Anna Jarrett is a professional storyteller, facilitator, consultant, teacher and outdoor guide. With 30 years experience, Anna’s work is a mix of programs which create places and spaces for sharing our stories in diverse ways including: community storytelling, environmental education, reflections and outdoor adventure/reconnection journeys. Living on the south coast, Anna enjoys listening deeply to the stories which are whispered in the wind and sung under the stars, as well as the stories which are shared everyday in community. Her greatest joy is to create places where individual voices and stories can be heard and celebrated in many forms from books and songs to festival performances. Anna’s creative workshops energise a vision of a connected, caring world community where our heart language is speaking up and thriving.
Caitlin Winter works on programming, outreach and content development for 0-5 year olds and their parents/carers at Libraries ACT across all of Canberra. She worked as a primary school teacher for six years in government and non-government schools and is currently studying a Masters in Early Childhood Education. She has been with the libraries for three years and greatly enjoys bringing fun and meaningful early literacy experiences and activities to the Canberra community.
Cheralyn Darcey is a gardener with a passion for ethnobotany and botanical history, Cheralyn Darcey produces and presents a live weekly two-hour gardening radio show, At Home with the Gardening Gang, on CoastFM. She is also the gardening columnist for weekly print and digital editions for The Coast News and The Coast Chronicle and is the Garden Curator of SWAMP (Sustainable Wetlands Agricultural Makers Project). Based in the middle of the NSW Central Coast, it is a working Community Garden and Urban Farm which provides community outreach programs and community garden training.
Cheralyn has written and illustrated nineteen botanical titles to date that share with readers her passion for plants and lifelong research that explores the relationships of the botanical kingdom and us. She is a popular botanical history and ethnobotany subject matter expert regularly appearing on national tv, international podcasts, radio and print media and is known for her extensive and engaging knowledge of botanical history, garden folklore and practical gardening.
Eliane Morel is a writer, performer and producer. She has a degree in Theatre Studies from UNSW, graduated from the NIDA Playwrights’ Course and studied opera at the Canberra School of Music. She has written and produced several plays, including ‘The Cabbage Patch Kid’ (Griffin Theatre), ‘There Was No Frog’ (a re-telling of Sleeping Beauty, The Performance Space) ‘All Night Long – an Evening With Madam Long’ (TPS) and ‘Ba Ngoai’ (TPS).

The tasks:
- a) Answer these questions using the biographies:
(i) For how many years did Caitlin Winter work as a primary school teacher?
(ii) On which station does Cheralyn Darcey's gardening radio show air?
(iii) Where did Eliane Morel study opera?
- b) Reproduce the part of the biographies from "Anna Jarrett is" up to and including "up and thriving.", with no changes.

Dataset records:
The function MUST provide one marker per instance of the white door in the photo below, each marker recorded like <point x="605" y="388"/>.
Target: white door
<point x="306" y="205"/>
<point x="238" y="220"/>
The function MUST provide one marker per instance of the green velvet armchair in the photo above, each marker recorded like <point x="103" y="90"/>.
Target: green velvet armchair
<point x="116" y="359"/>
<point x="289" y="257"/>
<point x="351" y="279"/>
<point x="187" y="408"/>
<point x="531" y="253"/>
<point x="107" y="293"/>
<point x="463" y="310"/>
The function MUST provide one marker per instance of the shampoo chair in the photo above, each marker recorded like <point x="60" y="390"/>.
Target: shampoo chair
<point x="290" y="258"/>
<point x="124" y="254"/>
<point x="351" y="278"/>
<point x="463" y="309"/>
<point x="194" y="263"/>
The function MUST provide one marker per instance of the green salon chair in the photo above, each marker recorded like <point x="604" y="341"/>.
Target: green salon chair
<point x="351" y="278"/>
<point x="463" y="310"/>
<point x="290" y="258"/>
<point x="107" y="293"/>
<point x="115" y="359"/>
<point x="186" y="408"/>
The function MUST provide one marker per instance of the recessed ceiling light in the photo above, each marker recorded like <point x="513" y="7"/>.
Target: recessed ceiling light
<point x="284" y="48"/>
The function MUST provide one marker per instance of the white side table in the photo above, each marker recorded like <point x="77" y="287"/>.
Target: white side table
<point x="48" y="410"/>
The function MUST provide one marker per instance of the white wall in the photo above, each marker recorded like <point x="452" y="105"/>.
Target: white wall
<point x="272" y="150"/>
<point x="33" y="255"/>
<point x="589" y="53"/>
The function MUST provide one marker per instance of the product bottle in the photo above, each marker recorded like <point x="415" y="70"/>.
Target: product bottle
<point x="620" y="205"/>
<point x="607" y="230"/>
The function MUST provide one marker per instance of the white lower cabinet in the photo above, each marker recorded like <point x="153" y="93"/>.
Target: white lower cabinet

Responses for each task:
- a)
(i) Six years
(ii) CoastFM
(iii) The Canberra School of Music

- b)
Anna Jarrett is a professional storyteller, facilitator, consultant, teacher and outdoor guide. With 30 years experience, Anna’s work is a mix of programs which create places and spaces for sharing our stories in diverse ways including: community storytelling, environmental education, reflections and outdoor adventure/reconnection journeys. Living on the south coast, Anna enjoys listening deeply to the stories which are whispered in the wind and sung under the stars, as well as the stories which are shared everyday in community. Her greatest joy is to create places where individual voices and stories can be heard and celebrated in many forms from books and songs to festival performances. Anna’s creative workshops energise a vision of a connected, caring world community where our heart language is speaking up and thriving.